Tugas Anda ▸ Ringkaslah paragraf pada kutipan teks di bawah yang diawali "Sebagai seorang insan akademika" tanpa menghilangkan fakta-fakta utamanya.

Kutipan Teks ▸
◆ ◆ ◆ ◆

Agar
Tidak Jatuh Kemudian
Oleh: Vissiana Rizky Sutarmin
“Nahnu du’at qobla kully syai’in”
Sebagai
seorang insan akademika yang bergelut di dunia dakwah dan komunikasi, tentu
kita sudah tidak asing lagi dengan ungkapan diatas. Ya, kita adalah Da’i sebelum menjadi apapun. Sebagai seorang manusia,
kita tidak bisa mengelak dari tugas dakwah dan berdalih bahwa dakwah hanyalah
pekerjaan Kyai, Syekh ataupun Ustadz. Sebaliknya, kita harus bisa menyadari,
menerima serta melaksanakaan tugas mulia itu dengan baik dan amanah.

◆ ◆ ◆ ◆

(Entri anotasi koordinat)

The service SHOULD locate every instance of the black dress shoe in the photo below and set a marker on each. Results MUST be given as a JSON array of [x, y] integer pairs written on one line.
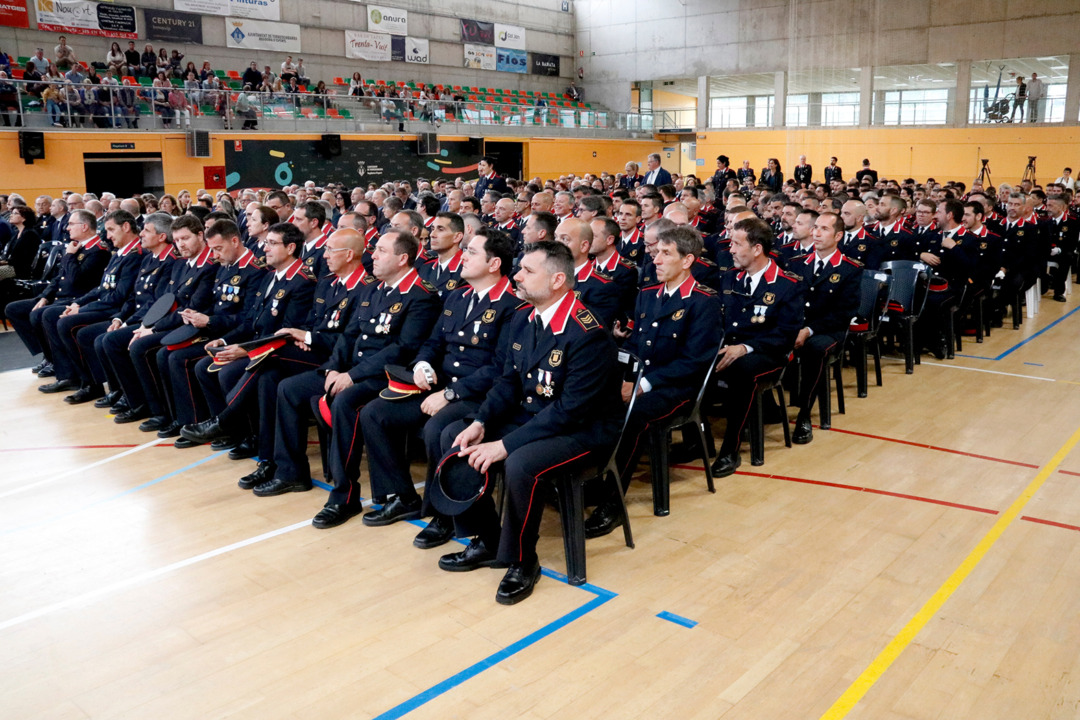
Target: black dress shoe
[[439, 532], [201, 433], [58, 386], [473, 557], [264, 473], [517, 583], [131, 415], [224, 443], [153, 424], [802, 433], [170, 430], [331, 516], [604, 519], [84, 395], [726, 465], [280, 487], [108, 399], [247, 448], [393, 511]]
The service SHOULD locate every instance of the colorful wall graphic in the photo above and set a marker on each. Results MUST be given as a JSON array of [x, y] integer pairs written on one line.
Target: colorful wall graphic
[[278, 163]]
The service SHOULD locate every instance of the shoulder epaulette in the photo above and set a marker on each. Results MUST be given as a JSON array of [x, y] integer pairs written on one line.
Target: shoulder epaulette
[[586, 320]]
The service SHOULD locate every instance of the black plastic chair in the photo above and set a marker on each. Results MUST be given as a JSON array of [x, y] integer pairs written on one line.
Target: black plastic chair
[[660, 435], [864, 333], [769, 384], [907, 295]]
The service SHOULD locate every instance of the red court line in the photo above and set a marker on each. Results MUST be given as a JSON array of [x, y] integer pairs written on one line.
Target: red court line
[[1050, 522], [934, 447], [856, 488]]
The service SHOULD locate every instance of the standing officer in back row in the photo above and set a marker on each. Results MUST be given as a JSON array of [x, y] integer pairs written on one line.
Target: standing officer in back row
[[763, 314]]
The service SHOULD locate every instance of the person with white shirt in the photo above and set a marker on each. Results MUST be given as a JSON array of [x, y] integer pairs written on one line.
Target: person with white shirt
[[763, 315], [832, 285]]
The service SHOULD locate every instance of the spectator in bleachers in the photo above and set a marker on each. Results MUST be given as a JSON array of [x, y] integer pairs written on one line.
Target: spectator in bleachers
[[9, 100], [64, 54], [115, 58], [132, 60], [148, 62]]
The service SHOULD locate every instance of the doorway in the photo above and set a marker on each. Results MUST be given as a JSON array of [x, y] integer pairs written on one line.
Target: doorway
[[124, 174]]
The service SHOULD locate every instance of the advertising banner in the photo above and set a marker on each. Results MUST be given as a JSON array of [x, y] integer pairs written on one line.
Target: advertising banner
[[13, 13], [260, 35], [171, 26], [104, 19], [260, 10], [416, 50], [386, 19], [547, 65], [475, 31], [480, 57], [373, 46], [511, 60], [509, 36]]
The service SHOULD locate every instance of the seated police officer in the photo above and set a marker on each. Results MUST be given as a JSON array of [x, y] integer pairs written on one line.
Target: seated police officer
[[393, 320], [254, 394], [675, 331], [453, 372], [158, 258], [763, 314], [80, 271], [832, 300], [283, 299], [556, 402], [234, 297], [97, 306]]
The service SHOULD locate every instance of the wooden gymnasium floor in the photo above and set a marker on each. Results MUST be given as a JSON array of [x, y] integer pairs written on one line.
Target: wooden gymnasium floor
[[921, 560]]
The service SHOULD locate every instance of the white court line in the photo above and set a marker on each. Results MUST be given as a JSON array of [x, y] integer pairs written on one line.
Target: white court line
[[979, 369], [150, 574], [77, 471]]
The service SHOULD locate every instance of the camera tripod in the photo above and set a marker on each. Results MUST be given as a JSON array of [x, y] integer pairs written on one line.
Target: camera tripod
[[1029, 171]]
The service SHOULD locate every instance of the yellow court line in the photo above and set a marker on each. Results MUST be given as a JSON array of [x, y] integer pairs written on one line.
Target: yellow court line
[[896, 646]]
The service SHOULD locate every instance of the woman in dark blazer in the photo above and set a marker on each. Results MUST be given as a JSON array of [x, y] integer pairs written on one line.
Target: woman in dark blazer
[[772, 176]]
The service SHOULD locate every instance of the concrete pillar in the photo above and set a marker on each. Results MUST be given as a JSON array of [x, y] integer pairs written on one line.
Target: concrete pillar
[[703, 119], [866, 96], [1072, 91], [960, 106], [813, 109], [780, 99]]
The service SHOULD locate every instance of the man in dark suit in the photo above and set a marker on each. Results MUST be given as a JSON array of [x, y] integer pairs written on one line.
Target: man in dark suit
[[488, 179], [556, 402], [656, 175], [832, 287], [804, 173], [453, 374], [763, 314], [675, 331]]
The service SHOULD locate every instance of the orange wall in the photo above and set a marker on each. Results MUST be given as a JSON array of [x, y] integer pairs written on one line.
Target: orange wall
[[942, 153], [63, 166]]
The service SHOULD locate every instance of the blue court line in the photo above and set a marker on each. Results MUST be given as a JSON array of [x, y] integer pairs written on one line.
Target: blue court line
[[1025, 341], [511, 650], [113, 497], [678, 620]]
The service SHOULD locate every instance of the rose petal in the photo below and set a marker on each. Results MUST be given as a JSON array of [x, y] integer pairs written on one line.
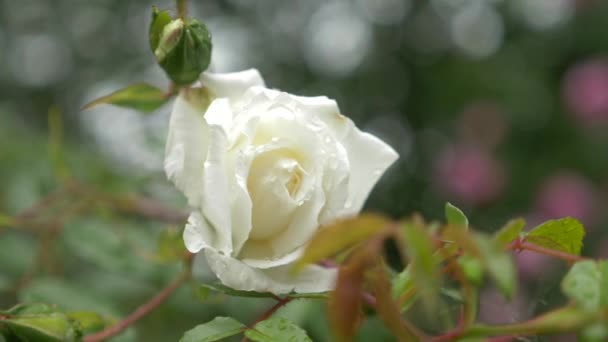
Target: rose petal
[[198, 234], [215, 204], [278, 280], [240, 201], [186, 149], [231, 85], [369, 158]]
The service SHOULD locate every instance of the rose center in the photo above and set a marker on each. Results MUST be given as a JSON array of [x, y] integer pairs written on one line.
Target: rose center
[[274, 182]]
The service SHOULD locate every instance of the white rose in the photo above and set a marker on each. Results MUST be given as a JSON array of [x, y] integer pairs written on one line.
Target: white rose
[[263, 170]]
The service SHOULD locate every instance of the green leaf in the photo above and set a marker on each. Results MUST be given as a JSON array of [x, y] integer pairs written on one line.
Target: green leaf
[[472, 268], [277, 329], [140, 96], [88, 322], [582, 284], [214, 330], [597, 332], [218, 287], [509, 231], [424, 267], [184, 50], [159, 20], [30, 309], [54, 326], [341, 235], [455, 216], [387, 309], [403, 285], [66, 295], [564, 235]]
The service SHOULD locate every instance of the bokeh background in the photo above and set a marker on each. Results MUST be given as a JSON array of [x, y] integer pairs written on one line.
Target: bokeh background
[[500, 107]]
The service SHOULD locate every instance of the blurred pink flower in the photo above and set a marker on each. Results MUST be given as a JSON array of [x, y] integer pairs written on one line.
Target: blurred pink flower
[[469, 174], [586, 90], [567, 194]]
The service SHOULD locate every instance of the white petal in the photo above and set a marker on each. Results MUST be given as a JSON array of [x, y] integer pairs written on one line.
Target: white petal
[[198, 234], [231, 85], [336, 178], [220, 114], [186, 149], [303, 225], [215, 203], [369, 158], [279, 280], [240, 201], [328, 111]]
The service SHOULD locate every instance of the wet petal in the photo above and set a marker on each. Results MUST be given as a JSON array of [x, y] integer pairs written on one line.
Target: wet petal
[[278, 280]]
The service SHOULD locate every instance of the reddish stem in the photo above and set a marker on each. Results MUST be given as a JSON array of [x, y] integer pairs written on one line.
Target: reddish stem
[[281, 302], [139, 313], [520, 244]]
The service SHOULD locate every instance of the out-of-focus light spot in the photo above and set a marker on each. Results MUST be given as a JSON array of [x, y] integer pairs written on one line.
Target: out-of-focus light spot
[[477, 29], [86, 30], [234, 45], [39, 60], [483, 124], [544, 14], [121, 134], [585, 89], [447, 8], [427, 32], [469, 174], [337, 40], [386, 12], [31, 14]]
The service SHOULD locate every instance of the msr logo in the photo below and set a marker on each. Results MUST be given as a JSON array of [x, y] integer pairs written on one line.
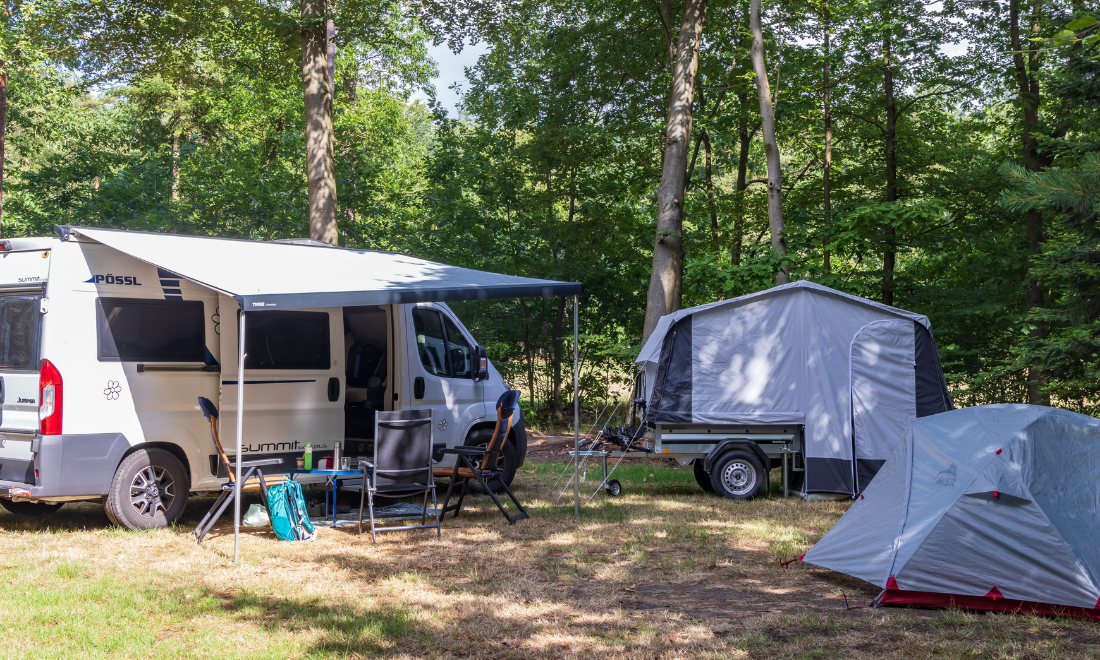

◆ ◆ ◆ ◆

Jawaban Tertulis ▸ Insan akademika di bidang dakwah dan komunikasi sudah mengenal ungkapan bahwa kita adalah da'i sebelum menjadi apa pun. Karena itu, setiap manusia tidak bisa menghindari tugas dakwah dengan dalih bahwa dakwah hanya pekerjaan kyai, syekh, atau ustadz. Sebaliknya, kita harus menyadari, menerima, dan melaksanakan tugas mulia itu dengan baik dan amanah.